[[ EXERCISE TEXT, beginning ]]
The Frontal Cortex

Science, Criticism, fMRI

In a recent issue of Nature, Nikos Logothetis, director of the Max Plank Institute for Biological Cybernetics, wrote some surprisingly harsh sentences about the experimental limitations of fMRI. The piece is especially noteworthy because Logothetis has probably done more than anyone else to document the tight correlation between what fMRI measures (changes in cortical blood flow) and the underlying neural activity of the brain. (His 2001 Nature paper, “Neurophysiological investivation of the basis of the fMRI signal,” has been cited more than 1200 times.)

Although brain scanner technology is often described as a “window into the brain,” Logothetis, in this most recent article, makes it clear that the metaphor of transparency is inappropriate. He cites a long list of factors that complicate the interpretation of fMRI data, from the challenge of distinguishing between excitation and inhibition to the difficulty of measuring the relative activation of different brain areas. If brain scanners are like a window, then the window has some very dirty glass.

The limitations of fMRI are not related to physics or poor engineering, and are unlikely to be resolved by increasing the sophistication and power of the scanners; they are instead due to the circuitry and functional organization of the brain, as well as to inappropriate experimental protocols that ignore this organization.

The one thing missing from this otherwise excellent article was a few choice examples of bad experimental design. I’ve complained before about the reticence among scientists to criticize each other in public forums, but the omission seems especially glaring in an article that is, in large part, about “what we cannot do with fMRI”.

Bonus question: has fMRI research jumped the shark?

Comments

  1. #1 Anibal
    June 24, 2008

    Currently, there is a widespred recognition in the brain science community that fMRI or neuroimaging only provides a loosely coupling between fMRI signal and brain activity (age variation in fMRI signal complicates the interpretation, neural vascularity abnormalities disturbe the BOLD hemodynamics…)

    But on the other hand, neurosrugeons, those specialists that test in practice and for very “real” world applications the neurotechnology available, say that neuroimaging is an excellent tool to map certain brain regions underlying important cognitive functions (fMRI can discover what is the dominant hemisphere for language during presurgical procedures etc.)

    So, is really neuroimaging a good tool a “window to the brain” or not.

    The complain is justified because scientists should say what experimental design protocols (made by who if reasonable) are appropiate for neuroimaging and what psychological theories can be confirmed or disconfirmed by the use of neuroimaging.

  2. #2 Ryan Morehead
    June 24, 2008

    Could part of the problem with fMRI research be that a lot of the studies aren’t done by neuroscientists?
[[ EXERCISE TEXT, end ]]
[[ DATA FOR ANALYSIS, beginning ]]
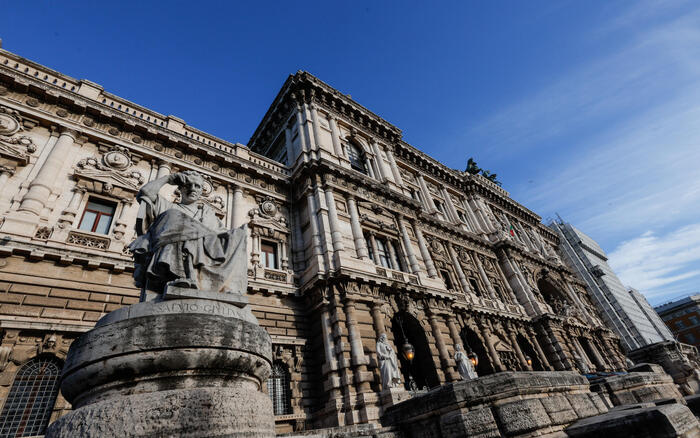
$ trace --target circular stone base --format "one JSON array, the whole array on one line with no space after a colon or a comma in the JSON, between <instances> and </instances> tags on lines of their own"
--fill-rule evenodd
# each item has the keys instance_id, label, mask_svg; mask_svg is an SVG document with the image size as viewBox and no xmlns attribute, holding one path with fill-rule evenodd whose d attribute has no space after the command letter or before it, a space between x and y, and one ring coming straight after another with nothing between
<instances>
[{"instance_id":1,"label":"circular stone base","mask_svg":"<svg viewBox=\"0 0 700 438\"><path fill-rule=\"evenodd\" d=\"M253 383L134 394L93 403L56 420L46 438L275 436L270 398Z\"/></svg>"}]
</instances>

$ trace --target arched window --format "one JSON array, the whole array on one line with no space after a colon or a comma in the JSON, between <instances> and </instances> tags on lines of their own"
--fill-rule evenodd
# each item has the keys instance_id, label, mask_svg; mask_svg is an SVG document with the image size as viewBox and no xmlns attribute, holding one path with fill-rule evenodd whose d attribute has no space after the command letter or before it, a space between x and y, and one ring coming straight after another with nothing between
<instances>
[{"instance_id":1,"label":"arched window","mask_svg":"<svg viewBox=\"0 0 700 438\"><path fill-rule=\"evenodd\" d=\"M355 144L348 143L347 151L348 159L350 160L350 167L358 172L364 173L365 175L369 175L369 171L367 169L367 159L365 158L365 153L362 151L362 149Z\"/></svg>"},{"instance_id":2,"label":"arched window","mask_svg":"<svg viewBox=\"0 0 700 438\"><path fill-rule=\"evenodd\" d=\"M272 364L272 375L267 379L267 392L270 393L275 415L292 413L289 372L283 363L275 362Z\"/></svg>"},{"instance_id":3,"label":"arched window","mask_svg":"<svg viewBox=\"0 0 700 438\"><path fill-rule=\"evenodd\" d=\"M41 356L19 369L0 414L0 438L44 433L58 396L61 368L58 359Z\"/></svg>"}]
</instances>

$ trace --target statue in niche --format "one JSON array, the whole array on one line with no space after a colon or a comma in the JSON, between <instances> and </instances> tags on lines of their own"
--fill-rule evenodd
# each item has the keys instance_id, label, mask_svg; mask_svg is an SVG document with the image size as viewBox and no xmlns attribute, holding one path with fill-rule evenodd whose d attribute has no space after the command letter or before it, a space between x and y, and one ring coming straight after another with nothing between
<instances>
[{"instance_id":1,"label":"statue in niche","mask_svg":"<svg viewBox=\"0 0 700 438\"><path fill-rule=\"evenodd\" d=\"M158 192L178 186L180 202ZM204 293L245 294L248 276L245 225L228 230L211 207L199 203L204 179L195 171L164 176L141 187L134 254L141 300L151 293L194 289Z\"/></svg>"},{"instance_id":2,"label":"statue in niche","mask_svg":"<svg viewBox=\"0 0 700 438\"><path fill-rule=\"evenodd\" d=\"M479 377L476 374L474 365L472 365L472 361L462 349L462 344L457 344L455 350L455 363L457 364L457 371L462 377L462 380L473 380Z\"/></svg>"},{"instance_id":3,"label":"statue in niche","mask_svg":"<svg viewBox=\"0 0 700 438\"><path fill-rule=\"evenodd\" d=\"M397 388L401 385L401 373L396 352L389 344L386 333L379 335L377 339L377 358L379 359L379 371L382 375L382 388Z\"/></svg>"},{"instance_id":4,"label":"statue in niche","mask_svg":"<svg viewBox=\"0 0 700 438\"><path fill-rule=\"evenodd\" d=\"M579 356L577 353L574 353L574 362L576 363L576 367L579 369L581 374L590 374L591 369L588 366L586 362L581 359L581 356Z\"/></svg>"}]
</instances>

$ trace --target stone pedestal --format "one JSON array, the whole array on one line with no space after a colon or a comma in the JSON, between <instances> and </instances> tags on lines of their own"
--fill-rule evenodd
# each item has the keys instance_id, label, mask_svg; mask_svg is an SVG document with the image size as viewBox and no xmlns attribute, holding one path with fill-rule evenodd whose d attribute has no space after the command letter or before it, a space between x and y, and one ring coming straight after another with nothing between
<instances>
[{"instance_id":1,"label":"stone pedestal","mask_svg":"<svg viewBox=\"0 0 700 438\"><path fill-rule=\"evenodd\" d=\"M379 403L383 409L393 406L411 398L411 394L403 386L400 388L388 388L379 393Z\"/></svg>"},{"instance_id":2,"label":"stone pedestal","mask_svg":"<svg viewBox=\"0 0 700 438\"><path fill-rule=\"evenodd\" d=\"M47 430L69 437L274 437L271 343L248 307L204 299L116 310L77 339Z\"/></svg>"},{"instance_id":3,"label":"stone pedestal","mask_svg":"<svg viewBox=\"0 0 700 438\"><path fill-rule=\"evenodd\" d=\"M416 395L389 407L382 425L404 438L563 436L572 422L607 411L577 373L504 372Z\"/></svg>"},{"instance_id":4,"label":"stone pedestal","mask_svg":"<svg viewBox=\"0 0 700 438\"><path fill-rule=\"evenodd\" d=\"M643 364L633 369L643 371L592 380L591 391L599 393L605 400L610 400L613 406L683 399L671 376L659 365Z\"/></svg>"}]
</instances>

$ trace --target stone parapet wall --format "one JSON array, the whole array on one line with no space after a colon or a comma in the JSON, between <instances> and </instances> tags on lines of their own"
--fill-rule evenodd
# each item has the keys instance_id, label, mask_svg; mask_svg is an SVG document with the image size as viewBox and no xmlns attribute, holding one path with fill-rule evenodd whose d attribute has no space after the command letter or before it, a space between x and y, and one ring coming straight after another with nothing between
<instances>
[{"instance_id":1,"label":"stone parapet wall","mask_svg":"<svg viewBox=\"0 0 700 438\"><path fill-rule=\"evenodd\" d=\"M556 433L607 410L576 373L498 373L394 405L382 424L397 427L406 438L524 437Z\"/></svg>"}]
</instances>

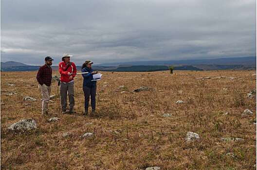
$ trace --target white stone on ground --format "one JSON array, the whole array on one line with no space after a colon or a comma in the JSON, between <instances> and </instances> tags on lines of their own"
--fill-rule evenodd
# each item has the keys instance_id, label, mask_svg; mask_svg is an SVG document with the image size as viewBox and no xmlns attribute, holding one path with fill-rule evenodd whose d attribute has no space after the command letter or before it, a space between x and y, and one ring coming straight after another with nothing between
<instances>
[{"instance_id":1,"label":"white stone on ground","mask_svg":"<svg viewBox=\"0 0 257 170\"><path fill-rule=\"evenodd\" d=\"M48 122L52 122L52 121L58 121L58 120L59 120L59 119L60 119L60 118L59 118L53 117L53 118L51 118L50 119L48 119Z\"/></svg>"},{"instance_id":2,"label":"white stone on ground","mask_svg":"<svg viewBox=\"0 0 257 170\"><path fill-rule=\"evenodd\" d=\"M172 116L171 114L170 113L167 113L166 114L163 114L163 117L171 117L171 116Z\"/></svg>"},{"instance_id":3,"label":"white stone on ground","mask_svg":"<svg viewBox=\"0 0 257 170\"><path fill-rule=\"evenodd\" d=\"M182 101L177 101L177 102L176 102L176 103L178 103L178 104L183 103L184 102L183 102Z\"/></svg>"},{"instance_id":4,"label":"white stone on ground","mask_svg":"<svg viewBox=\"0 0 257 170\"><path fill-rule=\"evenodd\" d=\"M80 137L82 138L89 138L92 137L93 136L93 134L91 132L87 132L83 134L83 135L80 136Z\"/></svg>"},{"instance_id":5,"label":"white stone on ground","mask_svg":"<svg viewBox=\"0 0 257 170\"><path fill-rule=\"evenodd\" d=\"M185 141L187 142L190 142L193 140L198 140L200 139L199 135L196 133L193 133L192 132L187 132L186 134L186 137Z\"/></svg>"},{"instance_id":6,"label":"white stone on ground","mask_svg":"<svg viewBox=\"0 0 257 170\"><path fill-rule=\"evenodd\" d=\"M244 113L246 114L249 114L249 115L252 115L254 114L253 112L252 112L251 110L248 109L244 110Z\"/></svg>"},{"instance_id":7,"label":"white stone on ground","mask_svg":"<svg viewBox=\"0 0 257 170\"><path fill-rule=\"evenodd\" d=\"M32 119L22 119L8 127L13 131L25 131L37 129L36 121Z\"/></svg>"},{"instance_id":8,"label":"white stone on ground","mask_svg":"<svg viewBox=\"0 0 257 170\"><path fill-rule=\"evenodd\" d=\"M226 112L224 113L223 114L223 115L228 115L228 111L226 111Z\"/></svg>"},{"instance_id":9,"label":"white stone on ground","mask_svg":"<svg viewBox=\"0 0 257 170\"><path fill-rule=\"evenodd\" d=\"M73 136L73 133L71 132L64 132L62 134L62 137L67 137L72 136Z\"/></svg>"}]
</instances>

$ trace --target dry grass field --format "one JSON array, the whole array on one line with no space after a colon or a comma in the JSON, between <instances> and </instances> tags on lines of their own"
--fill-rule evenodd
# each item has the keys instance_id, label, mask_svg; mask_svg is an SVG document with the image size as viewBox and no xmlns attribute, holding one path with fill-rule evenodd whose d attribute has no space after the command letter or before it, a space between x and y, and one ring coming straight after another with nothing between
<instances>
[{"instance_id":1,"label":"dry grass field","mask_svg":"<svg viewBox=\"0 0 257 170\"><path fill-rule=\"evenodd\" d=\"M103 79L97 82L97 114L84 117L81 75L75 80L76 113L61 113L58 86L54 82L52 115L44 117L37 72L2 72L1 169L254 170L256 96L249 98L247 93L256 89L255 72L103 72ZM213 78L217 76L235 79ZM196 79L201 77L211 78ZM142 86L149 89L132 92ZM5 94L10 92L17 94ZM23 101L26 96L37 101ZM184 102L176 103L178 100ZM253 115L242 117L246 109ZM165 114L171 116L163 117ZM47 122L53 117L60 119ZM35 119L38 128L17 133L7 130L24 119ZM188 132L198 134L200 139L186 142ZM64 132L73 135L64 138ZM86 132L93 133L93 137L80 137ZM244 140L221 139L228 137Z\"/></svg>"}]
</instances>

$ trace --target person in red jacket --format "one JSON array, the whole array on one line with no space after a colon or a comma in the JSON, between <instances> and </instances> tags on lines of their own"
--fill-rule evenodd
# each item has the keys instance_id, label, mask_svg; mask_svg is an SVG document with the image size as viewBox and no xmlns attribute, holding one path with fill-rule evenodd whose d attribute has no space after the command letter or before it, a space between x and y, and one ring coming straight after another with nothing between
<instances>
[{"instance_id":1,"label":"person in red jacket","mask_svg":"<svg viewBox=\"0 0 257 170\"><path fill-rule=\"evenodd\" d=\"M59 63L59 72L61 75L60 78L60 93L61 94L61 104L62 113L74 113L74 77L77 72L75 64L71 62L72 55L65 54L62 58L62 62ZM69 96L70 110L67 109L67 96Z\"/></svg>"}]
</instances>

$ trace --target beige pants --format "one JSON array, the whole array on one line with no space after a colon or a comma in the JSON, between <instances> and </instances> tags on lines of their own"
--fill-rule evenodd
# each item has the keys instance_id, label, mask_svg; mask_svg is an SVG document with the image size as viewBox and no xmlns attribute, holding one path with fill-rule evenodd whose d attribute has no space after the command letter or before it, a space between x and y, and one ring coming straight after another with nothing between
<instances>
[{"instance_id":1,"label":"beige pants","mask_svg":"<svg viewBox=\"0 0 257 170\"><path fill-rule=\"evenodd\" d=\"M48 112L48 102L50 99L51 86L38 85L38 87L42 95L42 114L46 114Z\"/></svg>"}]
</instances>

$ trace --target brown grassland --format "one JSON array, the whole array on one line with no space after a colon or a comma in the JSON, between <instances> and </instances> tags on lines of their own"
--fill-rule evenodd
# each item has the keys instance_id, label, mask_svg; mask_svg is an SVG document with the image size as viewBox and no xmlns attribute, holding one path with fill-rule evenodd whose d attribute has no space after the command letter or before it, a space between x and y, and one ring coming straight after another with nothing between
<instances>
[{"instance_id":1,"label":"brown grassland","mask_svg":"<svg viewBox=\"0 0 257 170\"><path fill-rule=\"evenodd\" d=\"M84 117L81 75L75 80L76 113L60 113L58 86L54 82L51 93L56 97L50 103L50 112L58 115L44 117L37 72L2 72L1 169L145 170L159 166L161 170L254 170L256 97L248 98L247 94L256 88L255 72L103 72L103 79L97 82L97 114ZM58 73L55 71L54 74ZM196 79L220 76L236 79ZM119 89L121 85L125 87ZM142 86L151 89L132 92ZM9 91L17 94L4 94ZM24 102L25 96L37 101ZM184 103L176 103L178 100ZM31 105L25 104L28 103ZM245 109L253 116L241 117ZM224 115L226 111L229 114ZM172 116L162 116L167 113ZM55 116L60 118L58 121L47 122ZM7 130L23 119L35 119L38 129L19 133ZM201 139L186 142L190 131L199 134ZM64 138L62 135L66 132L74 135ZM93 137L79 137L86 132L93 133ZM226 137L244 140L221 140ZM235 156L226 155L228 153Z\"/></svg>"}]
</instances>

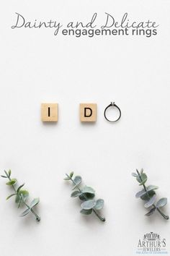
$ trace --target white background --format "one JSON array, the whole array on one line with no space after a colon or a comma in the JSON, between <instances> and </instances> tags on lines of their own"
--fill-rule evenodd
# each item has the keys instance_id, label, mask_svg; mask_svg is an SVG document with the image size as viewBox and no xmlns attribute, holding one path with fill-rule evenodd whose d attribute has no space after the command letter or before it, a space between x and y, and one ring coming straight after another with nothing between
<instances>
[{"instance_id":1,"label":"white background","mask_svg":"<svg viewBox=\"0 0 170 256\"><path fill-rule=\"evenodd\" d=\"M133 256L150 231L166 238L170 252L169 221L144 216L131 176L143 168L158 197L170 198L169 1L9 0L1 10L0 169L11 168L41 200L40 223L21 218L0 180L1 255ZM149 38L55 37L53 29L12 30L15 12L65 24L89 22L94 12L101 24L104 12L119 20L128 12L131 20L160 27ZM103 116L111 101L122 113L116 124ZM58 103L58 124L41 122L45 102ZM80 123L81 102L97 103L95 124ZM104 199L104 223L79 213L63 180L71 171ZM164 211L170 214L169 204Z\"/></svg>"}]
</instances>

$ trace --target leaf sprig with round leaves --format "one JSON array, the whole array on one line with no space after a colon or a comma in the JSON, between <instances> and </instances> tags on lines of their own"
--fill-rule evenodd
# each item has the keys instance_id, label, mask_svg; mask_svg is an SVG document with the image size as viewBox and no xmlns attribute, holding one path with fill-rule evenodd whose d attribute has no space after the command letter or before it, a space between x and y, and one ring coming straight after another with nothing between
<instances>
[{"instance_id":1,"label":"leaf sprig with round leaves","mask_svg":"<svg viewBox=\"0 0 170 256\"><path fill-rule=\"evenodd\" d=\"M35 198L30 204L27 204L27 201L29 197L29 192L27 190L22 189L22 187L24 186L24 184L16 187L17 180L17 179L12 179L11 174L12 171L9 170L8 172L4 171L5 175L1 175L2 178L6 178L9 179L9 182L6 183L6 185L10 186L14 189L14 193L9 195L6 197L6 200L11 198L12 197L15 197L15 202L18 205L18 208L22 205L26 206L26 210L21 213L20 216L24 217L27 214L32 213L36 218L37 221L40 221L40 217L35 212L34 207L40 202L39 198Z\"/></svg>"},{"instance_id":2,"label":"leaf sprig with round leaves","mask_svg":"<svg viewBox=\"0 0 170 256\"><path fill-rule=\"evenodd\" d=\"M97 218L102 221L105 221L105 218L101 217L98 213L98 210L102 209L104 206L104 200L98 199L96 200L95 191L92 187L84 186L82 188L80 187L80 184L81 183L82 179L80 176L76 176L73 177L73 172L72 171L70 175L66 174L66 177L64 178L65 180L71 181L73 182L73 187L72 193L71 194L71 197L79 197L79 199L83 201L81 205L81 210L80 213L84 215L90 215L94 213Z\"/></svg>"},{"instance_id":3,"label":"leaf sprig with round leaves","mask_svg":"<svg viewBox=\"0 0 170 256\"><path fill-rule=\"evenodd\" d=\"M156 195L155 190L158 189L158 187L149 185L146 186L147 175L143 172L143 169L140 171L136 169L136 173L133 173L132 175L136 178L139 182L140 186L143 186L143 189L139 191L135 195L136 198L140 198L146 201L144 206L146 208L150 208L150 210L146 214L146 216L150 216L157 210L166 220L169 219L169 216L166 216L160 209L167 204L167 198L163 197L160 199L156 203Z\"/></svg>"}]
</instances>

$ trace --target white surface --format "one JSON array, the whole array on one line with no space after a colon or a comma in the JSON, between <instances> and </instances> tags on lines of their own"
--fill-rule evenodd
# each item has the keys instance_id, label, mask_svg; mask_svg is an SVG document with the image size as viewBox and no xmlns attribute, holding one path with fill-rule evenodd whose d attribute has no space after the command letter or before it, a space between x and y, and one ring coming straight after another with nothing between
<instances>
[{"instance_id":1,"label":"white surface","mask_svg":"<svg viewBox=\"0 0 170 256\"><path fill-rule=\"evenodd\" d=\"M19 218L1 179L1 255L133 256L150 231L165 237L170 252L169 221L144 216L131 176L144 168L158 197L170 199L169 1L13 0L1 9L0 169L11 168L32 197L40 196L42 218ZM63 22L128 12L160 27L151 38L55 37L48 30L12 30L15 12ZM103 116L111 101L122 113L115 124ZM41 122L43 102L59 103L57 124ZM80 123L81 102L98 104L96 124ZM80 215L63 181L71 170L104 199L105 223ZM165 210L170 214L169 203Z\"/></svg>"}]
</instances>

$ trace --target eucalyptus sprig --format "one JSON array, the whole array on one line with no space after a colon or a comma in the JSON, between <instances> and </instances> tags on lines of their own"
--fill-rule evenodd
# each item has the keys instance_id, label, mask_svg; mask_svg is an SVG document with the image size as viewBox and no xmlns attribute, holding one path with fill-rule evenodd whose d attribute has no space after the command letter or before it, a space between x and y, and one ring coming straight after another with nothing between
<instances>
[{"instance_id":1,"label":"eucalyptus sprig","mask_svg":"<svg viewBox=\"0 0 170 256\"><path fill-rule=\"evenodd\" d=\"M17 179L11 178L11 170L9 170L8 172L4 171L4 173L5 175L1 175L1 177L8 179L9 182L6 182L6 184L8 186L11 186L14 189L14 193L6 197L6 200L11 198L12 197L15 196L15 202L18 204L18 208L19 208L22 205L26 206L27 208L26 210L21 213L20 216L24 217L30 213L32 213L35 216L36 221L40 221L40 217L39 217L38 215L33 210L33 208L39 203L40 199L35 198L29 205L27 202L27 200L29 197L29 192L27 190L22 189L22 188L24 186L24 184L22 184L17 188L16 185L17 183Z\"/></svg>"},{"instance_id":2,"label":"eucalyptus sprig","mask_svg":"<svg viewBox=\"0 0 170 256\"><path fill-rule=\"evenodd\" d=\"M154 213L156 210L162 217L166 220L168 220L169 216L163 213L160 209L167 204L167 198L163 197L156 203L156 195L155 190L158 189L158 187L153 185L149 185L147 187L146 185L148 177L143 172L143 169L141 169L140 172L136 169L136 174L133 173L132 175L136 178L137 181L139 182L139 185L143 187L143 189L135 195L136 198L141 198L143 200L146 201L144 206L146 208L151 208L150 210L146 214L146 216L150 216Z\"/></svg>"},{"instance_id":3,"label":"eucalyptus sprig","mask_svg":"<svg viewBox=\"0 0 170 256\"><path fill-rule=\"evenodd\" d=\"M91 187L84 186L82 188L79 187L81 183L81 177L80 176L76 176L74 179L73 172L72 171L70 175L66 174L66 177L65 180L70 180L73 182L73 187L72 190L74 190L71 195L71 197L79 197L83 202L81 205L81 213L84 215L89 215L94 213L97 218L102 221L105 221L105 218L101 217L98 213L99 210L102 209L104 206L104 200L98 199L96 200L95 191Z\"/></svg>"}]
</instances>

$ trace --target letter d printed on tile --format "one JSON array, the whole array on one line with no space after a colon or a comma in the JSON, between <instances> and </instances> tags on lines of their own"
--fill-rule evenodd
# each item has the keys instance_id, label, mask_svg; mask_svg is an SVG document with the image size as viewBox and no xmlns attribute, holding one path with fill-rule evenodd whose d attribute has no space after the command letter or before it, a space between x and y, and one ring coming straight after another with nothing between
<instances>
[{"instance_id":1,"label":"letter d printed on tile","mask_svg":"<svg viewBox=\"0 0 170 256\"><path fill-rule=\"evenodd\" d=\"M97 104L80 103L80 121L97 121Z\"/></svg>"}]
</instances>

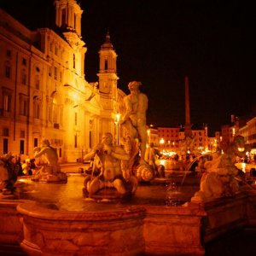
[[ DATA FOR ANALYSIS, end ]]
— WHAT YOU SHOULD DO —
Extend the blog post on the limits of fMRI, starting right after its final sentence.

— ANSWER TO THE PROBLEM —
  3. #3 bsci
    June 24, 2008

    I wouldn’t call Logothesis’ article harsh. It is a good summary of our current state of knowledge that anyone who seriously uses and grapples with the technology and data interpretation understands. Considering he’s mostly citing other articles that discuss the limitations of the technology, I’m not sure it is accurate to say that scientists are reluctant to publicly criticize each other. The real unique thing is that Nature published a critique like this. Perhaps, rather than placing the blame on scientists, it’s more accurate to say that top journals don’t like to talk about the limitations of science.

    fMRI is particularly tempting for bad science and unethical commercialization (as in the linked Slate article) because it is so easy to make clean pictures and stories to fit around those pictures. That said when FKF, the company mentioned in the Slate article got free publicity in the NY times last Fall, many prominent fMRI researchers very publicly pushed back. Alas, they seem to keep finding other science-illiterate journalists who are willing to give them more free publicity.

    fMRI has clearly not jumped the shark. It’s like saying since quack use some trappings of quantum theory to sell magic cures that quantum physics as jumped the shark.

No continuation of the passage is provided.